-- Task requirements --
Exactly as written, output each record given below.

-- Data extracts --
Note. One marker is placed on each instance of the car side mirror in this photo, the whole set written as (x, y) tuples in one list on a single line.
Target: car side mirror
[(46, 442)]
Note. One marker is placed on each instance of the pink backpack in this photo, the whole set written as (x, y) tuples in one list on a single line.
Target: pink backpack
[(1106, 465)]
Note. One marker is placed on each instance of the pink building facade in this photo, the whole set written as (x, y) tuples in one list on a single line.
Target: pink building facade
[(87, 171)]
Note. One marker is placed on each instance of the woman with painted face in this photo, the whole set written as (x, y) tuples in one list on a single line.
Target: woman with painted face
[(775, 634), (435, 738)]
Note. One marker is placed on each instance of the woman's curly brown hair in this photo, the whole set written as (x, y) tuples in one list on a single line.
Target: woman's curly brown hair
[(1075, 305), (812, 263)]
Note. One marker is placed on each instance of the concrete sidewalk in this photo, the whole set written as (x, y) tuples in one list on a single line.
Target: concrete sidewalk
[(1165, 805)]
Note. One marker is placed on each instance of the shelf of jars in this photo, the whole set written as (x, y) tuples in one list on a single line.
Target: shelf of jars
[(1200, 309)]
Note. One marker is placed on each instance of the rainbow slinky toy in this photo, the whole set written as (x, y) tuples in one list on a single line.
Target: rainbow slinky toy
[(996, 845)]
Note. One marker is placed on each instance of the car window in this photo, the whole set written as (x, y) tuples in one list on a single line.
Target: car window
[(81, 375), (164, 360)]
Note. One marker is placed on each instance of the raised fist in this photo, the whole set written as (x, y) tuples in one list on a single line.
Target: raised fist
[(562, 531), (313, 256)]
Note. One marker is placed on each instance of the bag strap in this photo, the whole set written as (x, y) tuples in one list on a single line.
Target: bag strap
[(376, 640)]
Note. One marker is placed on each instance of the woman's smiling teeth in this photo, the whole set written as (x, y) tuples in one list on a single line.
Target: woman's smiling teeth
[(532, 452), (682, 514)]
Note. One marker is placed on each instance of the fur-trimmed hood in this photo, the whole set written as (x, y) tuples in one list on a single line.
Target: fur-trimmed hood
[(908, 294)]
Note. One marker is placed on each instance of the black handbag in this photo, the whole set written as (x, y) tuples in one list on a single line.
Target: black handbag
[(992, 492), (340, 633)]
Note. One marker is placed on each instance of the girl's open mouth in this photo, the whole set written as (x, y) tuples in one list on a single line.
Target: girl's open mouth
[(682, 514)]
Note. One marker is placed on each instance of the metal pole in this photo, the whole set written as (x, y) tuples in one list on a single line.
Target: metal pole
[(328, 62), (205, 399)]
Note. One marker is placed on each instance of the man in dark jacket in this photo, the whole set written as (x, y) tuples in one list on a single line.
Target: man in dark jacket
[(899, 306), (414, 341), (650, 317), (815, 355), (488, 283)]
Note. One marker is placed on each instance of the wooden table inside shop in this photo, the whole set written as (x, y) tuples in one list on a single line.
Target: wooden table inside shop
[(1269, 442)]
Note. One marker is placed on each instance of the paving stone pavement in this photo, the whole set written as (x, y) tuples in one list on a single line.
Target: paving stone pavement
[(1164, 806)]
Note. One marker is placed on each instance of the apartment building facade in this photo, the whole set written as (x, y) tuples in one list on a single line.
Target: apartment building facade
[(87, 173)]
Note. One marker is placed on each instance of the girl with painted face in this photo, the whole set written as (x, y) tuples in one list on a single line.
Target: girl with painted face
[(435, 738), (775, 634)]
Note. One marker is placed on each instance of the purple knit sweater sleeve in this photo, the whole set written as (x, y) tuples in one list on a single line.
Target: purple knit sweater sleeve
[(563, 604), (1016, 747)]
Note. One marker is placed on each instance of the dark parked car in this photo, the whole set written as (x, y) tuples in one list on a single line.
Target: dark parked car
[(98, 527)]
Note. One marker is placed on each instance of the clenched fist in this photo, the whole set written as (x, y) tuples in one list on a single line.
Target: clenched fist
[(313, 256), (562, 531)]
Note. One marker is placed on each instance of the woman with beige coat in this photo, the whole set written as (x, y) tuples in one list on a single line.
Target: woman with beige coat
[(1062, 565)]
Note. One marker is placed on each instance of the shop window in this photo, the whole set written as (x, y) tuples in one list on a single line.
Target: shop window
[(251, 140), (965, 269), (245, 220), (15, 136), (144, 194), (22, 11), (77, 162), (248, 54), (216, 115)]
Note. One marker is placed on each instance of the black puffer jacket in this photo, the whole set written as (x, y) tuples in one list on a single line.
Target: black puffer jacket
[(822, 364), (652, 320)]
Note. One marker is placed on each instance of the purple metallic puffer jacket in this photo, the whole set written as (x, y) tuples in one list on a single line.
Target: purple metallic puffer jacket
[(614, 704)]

-- Expected answer --
Note. One marker is placed on each instance of the car side mirror in this photo, the whole set written as (x, y) tuples in one list on a single line.
Target: car side mirror
[(46, 442)]
Note. One marker is placed on each instance of the pink backpack in this photo, the whole set written as (x, y) tuples in one list on a single line.
Target: pink backpack
[(1106, 465)]
Note. One marker is placed on each instance of the pink building facade in this photo, the whole set written as (x, y) tuples in one list on a single line.
Target: pink building facade
[(87, 171)]
Note. One marker is placed on each instance of the woman with painted face in this photo, the whole set written as (x, y) tuples in one list on a single line.
Target: woman with painted face
[(775, 634), (435, 738)]
Note. One marker is placed on each instance of the woman's curly brown hair in this photo, the whole set written as (x, y) tuples in one list on a single line.
Target: woman's curly brown hair
[(1075, 305), (812, 263)]
Note. One marker is placed on each instance of the concrete sidewalk in this photo, the whole set written as (x, y) tuples in one list on a single line.
Target: concrete sidewalk
[(1165, 805)]
Note. One marker is placed on each instance of the shelf of jars in this photo, the whole set written as (x, y) tuples in one list on a single line.
Target: shelf of jars
[(1200, 309)]
Note. One marker is placed on each instance of the rainbow slinky toy in this photo, the whole set written as (x, y) tuples in one list on a single line.
Target: rainbow slinky toy
[(996, 845)]
Note. One marker is placed on each instance of the car window in this photo, the whole set written as (x, y) tuples in one list on a single line.
Target: car window
[(81, 375), (164, 360)]
Note. One marker is placed on each instance of the raised fist in this photo, the whole set written as (x, y) tuples in one list on a single line.
Target: raised fist
[(562, 531), (313, 256)]
Note. One marker is placed on each instance of the bag strap in this photo, the whole set written as (x, y) tuples in one list on a single line.
Target: bag strap
[(376, 640)]
Note. One marker is placed on each instance of the woman's smiling teeth in this photo, the whole set written as (x, y) tuples in one list on a single line.
Target: woman's smiling teeth
[(532, 452), (682, 514)]
Note. One marker is placed on each instance of the fur-trimmed hood in this photo, the whole set written as (x, y) tuples in one list on a single line.
Target: fur-trimmed hood
[(908, 294)]
Note. One marker is placed on each instance of the black handbag in this photo, the whole set written as (x, y) tuples in one list on a single line.
Target: black handbag
[(992, 492), (340, 633)]
Note. One marker is placed on each instance of the girl's open mouth in this photo, the whole set written as (x, y) tuples in one list on a single line.
Target: girl's open mouth
[(682, 514)]
Note. One marker is placed on each instance of the metal pole in this photo, the whole set written as (x, y) tuples in one list on a single line.
Target: metal pole
[(328, 62), (205, 399)]
Note. One marker is placed on each instance of the man in dark jacket in this photo, the whole set written as (x, y) tuples in one list on a single line.
Target: man in dark jacket
[(899, 306), (414, 341), (650, 317), (815, 355), (488, 283)]
Note. One marker is placed on each instance of the wooden table inside shop in this photo, the whole set written as (x, y) tuples in one list on a single line.
Target: wooden table inside shop
[(1269, 442)]
Note. One marker is placed on each instance of the paving stone pavement in this photo, the whole set written as (x, y) tuples in one list on a single line.
Target: paving stone pavement
[(1164, 806)]
Note. One marker is placed on each instance of the apartment building facade in this photo, the whole set written as (x, y) tuples in one list on a single line.
Target: apartment building facade
[(87, 173)]
Note. One marker is placed on each instance of the girl with painted face in this photo, the whole set written as (x, y) tuples in one list on a single line.
Target: girl with painted face
[(435, 738), (775, 634)]
Note. One marker is placed on each instance of the purple knit sweater sleeve in this photo, the whole set written as (x, y) tuples in one list on a single line.
Target: purple knit sweater sleeve
[(563, 604), (1016, 747)]
Note. One marker is placed on each instance of the dark parked car in this photo, the whole set written as (x, y) tuples in one list on a single line.
Target: dark parked car
[(98, 527)]
Note. One marker is placed on each instance of the clenched fist in this photo, the whole set written as (x, y) tuples in one list on a single line.
Target: clenched fist
[(313, 256), (562, 531)]
Note. One marker is placed on each instance of the woman with beige coat in this photo, the whole set written as (x, y) tuples in one list on a single line.
Target: woman with beige coat
[(1062, 565)]
Note. One marker is placed on each instance of the shop window in this photo, the whole set written as (x, y) tuples in one list on a single line.
Target: shop window
[(251, 140), (965, 269), (245, 220), (15, 136), (144, 194), (22, 11), (77, 162), (248, 54), (216, 115)]
Note. One marker is placed on each instance of the black puffer jacket in this photo, the whole set written as (x, y) tuples in one list on a single line.
Target: black puffer jacket
[(822, 364), (652, 320)]
Note. One marker is placed on each instance of the purple metallic puffer jacket in this photo, the whole set written as (x, y) tuples in one list on a single line.
Target: purple metallic puffer jacket
[(614, 704)]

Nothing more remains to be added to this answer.